Nope. Gardner Fox is going to give us an explanation, by Zeus, and it’s going to be coherent and possibly even scientifically plausible. As an aside, I really do miss the splash page, a little something to set us up for what’s coming, and maybe even explain what’s going on before we get the show on the road. Our story begins in Central City’s Community Center, where Barry Allen has come to support his girl, Iris. Turns out the magician Iris hired to entertain a group of orphans pulled a no-show, but Barry has an answer: he’ll just ask his “old friend” The Flash to step in. One quick-change later, Flash pulls a number of high-velocity magic tricks (including a game of tennis with himself), before trying the most amazing trick of them all…
At first, it looks like another trick, but something else is up… Barry suddenly finds himself on a darkened road, in the middle of nowhere. He suspects that he vibrated so fast that he teleported through some sort of space-warp, but as he races back to the city, he notices that several of the landmarks that he expects to see are missing. Barry hopes that he hasn’t thrown himself back in time to before those structures were built (a very shrewd thought on his part), but instead finds something even more unnerving.

— SHORT EXERCISE 1 —
Answer these questions about the Flash review:
(a) Where does the story begin?
(b) Who failed to show up at the event?
(c) Where does Barry suddenly find himself?
The text and the records are unrelated to each other.

— GIVEN DATA —

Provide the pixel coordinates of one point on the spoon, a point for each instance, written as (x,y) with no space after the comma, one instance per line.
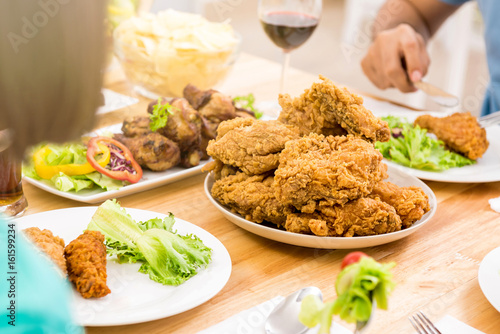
(284,319)
(362,325)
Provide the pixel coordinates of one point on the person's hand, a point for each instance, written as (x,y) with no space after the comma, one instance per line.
(392,51)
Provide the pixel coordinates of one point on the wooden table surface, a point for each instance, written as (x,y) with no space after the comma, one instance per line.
(437,266)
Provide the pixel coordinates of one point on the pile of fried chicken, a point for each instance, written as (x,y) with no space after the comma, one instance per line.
(315,170)
(193,121)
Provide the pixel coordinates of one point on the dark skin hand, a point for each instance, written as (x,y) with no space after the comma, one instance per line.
(398,56)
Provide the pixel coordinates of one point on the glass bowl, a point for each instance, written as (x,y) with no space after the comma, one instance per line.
(156,68)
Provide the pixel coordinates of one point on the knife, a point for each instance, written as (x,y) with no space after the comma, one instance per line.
(437,94)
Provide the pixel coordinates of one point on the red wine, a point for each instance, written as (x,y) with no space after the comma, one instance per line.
(288,30)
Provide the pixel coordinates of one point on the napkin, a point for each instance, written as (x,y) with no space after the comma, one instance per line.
(495,204)
(114,101)
(450,325)
(252,321)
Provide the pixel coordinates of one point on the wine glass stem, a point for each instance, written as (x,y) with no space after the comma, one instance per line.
(284,71)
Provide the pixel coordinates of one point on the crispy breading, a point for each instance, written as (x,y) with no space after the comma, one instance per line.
(330,170)
(86,262)
(460,131)
(361,217)
(251,196)
(50,244)
(252,145)
(411,203)
(327,109)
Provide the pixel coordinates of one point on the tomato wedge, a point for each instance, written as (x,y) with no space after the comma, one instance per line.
(128,170)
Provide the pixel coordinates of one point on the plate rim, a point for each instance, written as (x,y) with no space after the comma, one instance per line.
(313,241)
(223,256)
(484,269)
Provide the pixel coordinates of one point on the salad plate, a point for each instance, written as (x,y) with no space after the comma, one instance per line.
(486,169)
(489,277)
(134,298)
(149,180)
(396,176)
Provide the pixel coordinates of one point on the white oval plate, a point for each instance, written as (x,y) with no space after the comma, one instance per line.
(489,277)
(396,176)
(134,298)
(149,180)
(486,169)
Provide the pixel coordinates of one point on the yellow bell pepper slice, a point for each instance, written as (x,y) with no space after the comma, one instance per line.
(47,172)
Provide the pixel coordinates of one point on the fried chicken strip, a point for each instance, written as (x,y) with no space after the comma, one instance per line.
(411,203)
(51,245)
(316,170)
(252,145)
(460,131)
(330,110)
(361,217)
(86,261)
(251,196)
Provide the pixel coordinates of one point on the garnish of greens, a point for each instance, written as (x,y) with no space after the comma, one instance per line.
(69,154)
(357,285)
(167,257)
(159,117)
(247,102)
(411,146)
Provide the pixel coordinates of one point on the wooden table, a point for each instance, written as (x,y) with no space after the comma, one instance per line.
(436,268)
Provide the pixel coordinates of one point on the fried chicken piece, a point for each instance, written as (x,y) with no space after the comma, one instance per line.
(152,150)
(136,126)
(251,196)
(327,109)
(460,131)
(316,170)
(411,203)
(219,169)
(51,245)
(361,217)
(86,261)
(254,146)
(183,127)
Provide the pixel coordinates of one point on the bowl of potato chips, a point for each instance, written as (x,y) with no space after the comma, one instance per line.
(161,53)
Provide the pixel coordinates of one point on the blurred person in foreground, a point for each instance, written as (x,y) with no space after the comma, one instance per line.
(403,35)
(51,54)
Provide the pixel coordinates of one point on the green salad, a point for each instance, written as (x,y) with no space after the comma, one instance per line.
(411,146)
(166,256)
(361,282)
(66,166)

— SHORT EXERCISE 2 —
In the part of the records that opens with the line containing "Provide the pixel coordinates of one point on the green" and closes with the end of the records, substitute "leafy salad" for "green salad", leaving everything else as it is, and give only those lines.

— SOLUTION 1 —
(a) In Central City's Community Center.
(b) The magician Iris hired to entertain a group of orphans.
(c) On a darkened road, in the middle of nowhere.

— SOLUTION 2 —
Provide the pixel coordinates of one point on the leafy salad, a point for each instance, written as (x,y) with no space after the comma, one instance per line.
(411,146)
(166,256)
(361,282)
(66,166)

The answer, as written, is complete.